Provided passage
Shaft 13--A vacant old mine shut down years ago. Miners reported seeing frightening hooded figures in and around the mine late at night. Strange tapping noises could be heard from inside mine walls where no tunnels existed. One day strange noises and shadows filled the mines, followed by a deadly collapse in Shaft 13. It was determined that there were likely no survivors, and the tunnel was never excavated nor the bodies ever recovered. Now, over 100 years later, the abandoned shaft is being opened once again, and you will be the first to enter since that dreadful day.

So what do you think?


----------



## jdubbya (Nov 6, 2005)

I'm of no help but I think either would be great. The back story you have for both is really good. The mine shaft is something different and might make for some cool scares.


----------



## RoxyBlue (Oct 6, 2008)

I'd go with the Shaft 13 theme. Huge potential for subtle scares and eerie atmosphere.


----------



## Rasputin (Jan 4, 2010)

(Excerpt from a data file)

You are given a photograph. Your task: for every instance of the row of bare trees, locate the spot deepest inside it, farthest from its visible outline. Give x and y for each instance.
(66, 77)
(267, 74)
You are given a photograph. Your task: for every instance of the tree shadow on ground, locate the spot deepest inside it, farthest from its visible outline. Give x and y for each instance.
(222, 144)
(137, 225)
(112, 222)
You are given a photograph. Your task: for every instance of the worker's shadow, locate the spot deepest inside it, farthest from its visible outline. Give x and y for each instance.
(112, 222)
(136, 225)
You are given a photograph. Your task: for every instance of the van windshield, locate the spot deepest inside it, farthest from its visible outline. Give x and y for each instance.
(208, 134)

What needs to be done
In the Shaft 13 forum thread, reproduce word for word everything from "Shaft 13--A vacant" down to "do you think?". The records aren't needed for this.

Response to the task
Shaft 13--A vacant old mine shut down years ago. Miners reported seeing frightening hooded figures in and around the mine late at night. Strange tapping noises could be heard from inside mine walls where no tunnels existed. One day strange noises and shadows filled the mines, followed by a deadly collapse in Shaft 13. It was determined that there were likely no survivors, and the tunnel was never excavated nor the bodies ever recovered. Now, over 100 years later, the abandoned shaft is being opened once again, and you will be the first to enter since that dreadful day.

So what do you think?